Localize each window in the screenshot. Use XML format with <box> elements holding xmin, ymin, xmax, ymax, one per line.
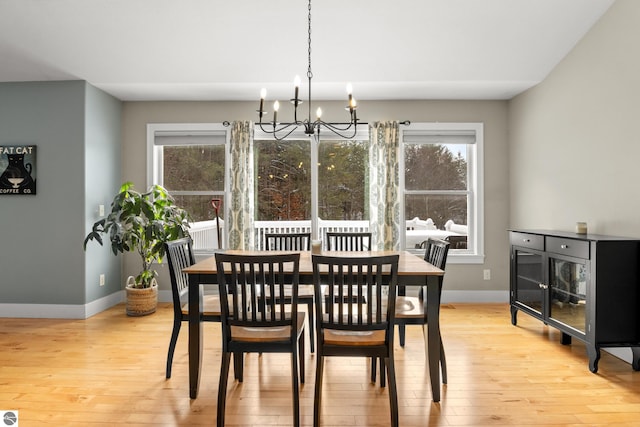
<box><xmin>147</xmin><ymin>124</ymin><xmax>227</xmax><ymax>250</ymax></box>
<box><xmin>401</xmin><ymin>123</ymin><xmax>483</xmax><ymax>263</ymax></box>
<box><xmin>254</xmin><ymin>126</ymin><xmax>369</xmax><ymax>248</ymax></box>
<box><xmin>148</xmin><ymin>123</ymin><xmax>484</xmax><ymax>263</ymax></box>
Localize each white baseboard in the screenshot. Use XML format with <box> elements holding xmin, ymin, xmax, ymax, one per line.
<box><xmin>441</xmin><ymin>289</ymin><xmax>509</xmax><ymax>304</ymax></box>
<box><xmin>0</xmin><ymin>291</ymin><xmax>124</xmax><ymax>319</ymax></box>
<box><xmin>0</xmin><ymin>290</ymin><xmax>172</xmax><ymax>319</ymax></box>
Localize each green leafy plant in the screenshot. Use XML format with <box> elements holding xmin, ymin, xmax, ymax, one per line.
<box><xmin>84</xmin><ymin>182</ymin><xmax>189</xmax><ymax>288</ymax></box>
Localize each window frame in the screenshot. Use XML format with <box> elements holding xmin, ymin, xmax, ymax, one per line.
<box><xmin>400</xmin><ymin>122</ymin><xmax>485</xmax><ymax>264</ymax></box>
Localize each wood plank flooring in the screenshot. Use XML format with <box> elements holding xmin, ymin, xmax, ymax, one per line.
<box><xmin>0</xmin><ymin>304</ymin><xmax>640</xmax><ymax>427</ymax></box>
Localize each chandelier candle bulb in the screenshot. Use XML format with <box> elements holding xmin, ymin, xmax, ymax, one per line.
<box><xmin>258</xmin><ymin>88</ymin><xmax>267</xmax><ymax>118</ymax></box>
<box><xmin>293</xmin><ymin>76</ymin><xmax>300</xmax><ymax>107</ymax></box>
<box><xmin>273</xmin><ymin>101</ymin><xmax>280</xmax><ymax>126</ymax></box>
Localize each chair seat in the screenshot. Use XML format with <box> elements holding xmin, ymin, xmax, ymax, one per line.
<box><xmin>182</xmin><ymin>295</ymin><xmax>221</xmax><ymax>316</ymax></box>
<box><xmin>324</xmin><ymin>329</ymin><xmax>386</xmax><ymax>346</ymax></box>
<box><xmin>231</xmin><ymin>311</ymin><xmax>307</xmax><ymax>342</ymax></box>
<box><xmin>267</xmin><ymin>285</ymin><xmax>315</xmax><ymax>299</ymax></box>
<box><xmin>396</xmin><ymin>296</ymin><xmax>424</xmax><ymax>320</ymax></box>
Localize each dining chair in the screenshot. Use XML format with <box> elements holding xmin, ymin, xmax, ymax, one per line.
<box><xmin>215</xmin><ymin>253</ymin><xmax>306</xmax><ymax>427</ymax></box>
<box><xmin>312</xmin><ymin>255</ymin><xmax>399</xmax><ymax>426</ymax></box>
<box><xmin>392</xmin><ymin>238</ymin><xmax>450</xmax><ymax>384</ymax></box>
<box><xmin>165</xmin><ymin>237</ymin><xmax>224</xmax><ymax>378</ymax></box>
<box><xmin>327</xmin><ymin>231</ymin><xmax>371</xmax><ymax>251</ymax></box>
<box><xmin>264</xmin><ymin>233</ymin><xmax>316</xmax><ymax>353</ymax></box>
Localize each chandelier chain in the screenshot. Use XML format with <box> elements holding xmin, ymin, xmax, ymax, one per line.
<box><xmin>307</xmin><ymin>0</ymin><xmax>313</xmax><ymax>79</ymax></box>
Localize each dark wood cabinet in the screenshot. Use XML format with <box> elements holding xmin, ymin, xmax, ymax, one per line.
<box><xmin>509</xmin><ymin>230</ymin><xmax>640</xmax><ymax>372</ymax></box>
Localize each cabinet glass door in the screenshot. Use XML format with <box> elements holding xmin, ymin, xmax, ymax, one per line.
<box><xmin>514</xmin><ymin>249</ymin><xmax>544</xmax><ymax>314</ymax></box>
<box><xmin>549</xmin><ymin>258</ymin><xmax>588</xmax><ymax>333</ymax></box>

┄┄┄┄┄┄┄┄┄┄

§ **Task instructions**:
Please print every row above word for word, from the first through the last, and leave out the pictures.

§ **Result of this exercise**:
Localize each window in the screenshot. Use XML format with <box> elements holding xmin, ymin, xmax, ymax, one per line.
<box><xmin>147</xmin><ymin>124</ymin><xmax>227</xmax><ymax>250</ymax></box>
<box><xmin>401</xmin><ymin>123</ymin><xmax>483</xmax><ymax>263</ymax></box>
<box><xmin>254</xmin><ymin>126</ymin><xmax>369</xmax><ymax>248</ymax></box>
<box><xmin>148</xmin><ymin>123</ymin><xmax>484</xmax><ymax>263</ymax></box>
Localize each white baseboard in the screenshot. Use XML format with <box> elements holding xmin, ymin, xmax, ymax, one per line.
<box><xmin>441</xmin><ymin>289</ymin><xmax>509</xmax><ymax>304</ymax></box>
<box><xmin>0</xmin><ymin>291</ymin><xmax>124</xmax><ymax>319</ymax></box>
<box><xmin>0</xmin><ymin>290</ymin><xmax>172</xmax><ymax>319</ymax></box>
Localize each green leafy plant in the screenshot. Use XML format with <box> elements holding xmin, ymin, xmax, ymax, one per line.
<box><xmin>84</xmin><ymin>182</ymin><xmax>189</xmax><ymax>288</ymax></box>
Localize each window frame in the screenshot. Use XML format with <box> elements holding xmin, ymin, xmax, ymax, one per line.
<box><xmin>400</xmin><ymin>122</ymin><xmax>485</xmax><ymax>264</ymax></box>
Localize each wood plank flooring in the screenshot. Use XML format with <box> elements holding xmin, ymin, xmax, ymax, one per line.
<box><xmin>0</xmin><ymin>304</ymin><xmax>640</xmax><ymax>427</ymax></box>
Localize each chandelier candle bulb in the screenshot. Use XML format with <box> elements holding xmin, ymin, xmax, ymax, one per line.
<box><xmin>258</xmin><ymin>88</ymin><xmax>267</xmax><ymax>118</ymax></box>
<box><xmin>293</xmin><ymin>76</ymin><xmax>300</xmax><ymax>107</ymax></box>
<box><xmin>273</xmin><ymin>101</ymin><xmax>280</xmax><ymax>126</ymax></box>
Localize each chair seat in the screenshot. Use XML format with <box> elements holding xmin, ymin, xmax, ymax, one per line.
<box><xmin>182</xmin><ymin>295</ymin><xmax>221</xmax><ymax>316</ymax></box>
<box><xmin>324</xmin><ymin>329</ymin><xmax>386</xmax><ymax>346</ymax></box>
<box><xmin>231</xmin><ymin>311</ymin><xmax>307</xmax><ymax>342</ymax></box>
<box><xmin>267</xmin><ymin>285</ymin><xmax>315</xmax><ymax>299</ymax></box>
<box><xmin>396</xmin><ymin>296</ymin><xmax>424</xmax><ymax>320</ymax></box>
Localize each dining chair in the screenshot. Use XML format with <box> elements holding xmin, ymin, xmax, ymax, one per line.
<box><xmin>215</xmin><ymin>253</ymin><xmax>306</xmax><ymax>427</ymax></box>
<box><xmin>312</xmin><ymin>255</ymin><xmax>399</xmax><ymax>426</ymax></box>
<box><xmin>392</xmin><ymin>238</ymin><xmax>450</xmax><ymax>384</ymax></box>
<box><xmin>165</xmin><ymin>237</ymin><xmax>224</xmax><ymax>378</ymax></box>
<box><xmin>327</xmin><ymin>231</ymin><xmax>371</xmax><ymax>251</ymax></box>
<box><xmin>264</xmin><ymin>233</ymin><xmax>316</xmax><ymax>353</ymax></box>
Localize each chandelier chain in the screenshot. Use XML format with <box> elements holding xmin, ymin, xmax, ymax, one per line.
<box><xmin>307</xmin><ymin>0</ymin><xmax>313</xmax><ymax>79</ymax></box>
Localize each dark wood cabinet in the screenshot. Use XML format with <box> elements holding xmin, ymin, xmax, ymax, one per line.
<box><xmin>509</xmin><ymin>230</ymin><xmax>640</xmax><ymax>372</ymax></box>
Localize each cabinet glass door in the screenshot. Use XML format with <box> elements holding xmin, ymin, xmax, ymax, one per line.
<box><xmin>514</xmin><ymin>249</ymin><xmax>544</xmax><ymax>314</ymax></box>
<box><xmin>549</xmin><ymin>258</ymin><xmax>588</xmax><ymax>333</ymax></box>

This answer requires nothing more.